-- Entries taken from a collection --
▼

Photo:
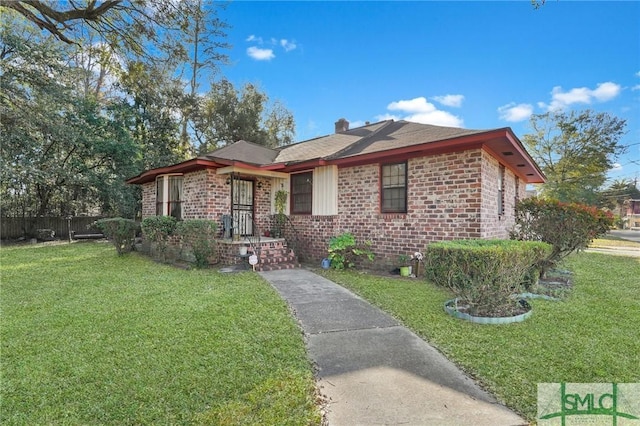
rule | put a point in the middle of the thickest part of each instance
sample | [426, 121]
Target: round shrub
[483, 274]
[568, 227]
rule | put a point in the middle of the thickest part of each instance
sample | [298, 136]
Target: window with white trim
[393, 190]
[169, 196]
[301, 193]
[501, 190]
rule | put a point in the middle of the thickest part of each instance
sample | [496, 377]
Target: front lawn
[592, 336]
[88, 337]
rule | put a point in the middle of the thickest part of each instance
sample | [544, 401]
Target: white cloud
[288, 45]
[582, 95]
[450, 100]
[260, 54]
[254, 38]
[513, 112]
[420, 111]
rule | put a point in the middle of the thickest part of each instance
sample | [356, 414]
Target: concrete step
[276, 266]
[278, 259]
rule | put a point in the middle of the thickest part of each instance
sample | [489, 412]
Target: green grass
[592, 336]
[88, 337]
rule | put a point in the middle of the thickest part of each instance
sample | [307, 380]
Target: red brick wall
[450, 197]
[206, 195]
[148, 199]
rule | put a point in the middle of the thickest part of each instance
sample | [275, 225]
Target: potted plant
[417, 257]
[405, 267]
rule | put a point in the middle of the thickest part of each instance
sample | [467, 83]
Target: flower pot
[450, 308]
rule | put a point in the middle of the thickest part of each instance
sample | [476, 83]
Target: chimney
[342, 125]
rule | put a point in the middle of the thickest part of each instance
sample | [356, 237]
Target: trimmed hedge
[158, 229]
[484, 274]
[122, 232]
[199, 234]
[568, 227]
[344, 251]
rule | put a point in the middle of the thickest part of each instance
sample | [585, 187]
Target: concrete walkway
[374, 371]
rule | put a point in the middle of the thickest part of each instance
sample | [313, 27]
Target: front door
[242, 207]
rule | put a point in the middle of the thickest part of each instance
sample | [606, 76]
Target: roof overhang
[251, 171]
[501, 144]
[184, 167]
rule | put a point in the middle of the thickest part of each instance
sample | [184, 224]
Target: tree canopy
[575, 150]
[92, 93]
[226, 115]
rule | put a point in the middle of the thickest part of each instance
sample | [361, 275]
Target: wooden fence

▲
▼

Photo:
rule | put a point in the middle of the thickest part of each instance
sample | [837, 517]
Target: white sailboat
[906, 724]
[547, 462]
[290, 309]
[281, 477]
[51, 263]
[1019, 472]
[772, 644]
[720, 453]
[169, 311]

▲
▼

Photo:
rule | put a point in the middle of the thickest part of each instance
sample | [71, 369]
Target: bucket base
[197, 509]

▲

-- TASK TO CARRY OUT --
Collect each line of the records that contains the word "front".

-- THE ANSWER --
Target: front lawn
Target: front door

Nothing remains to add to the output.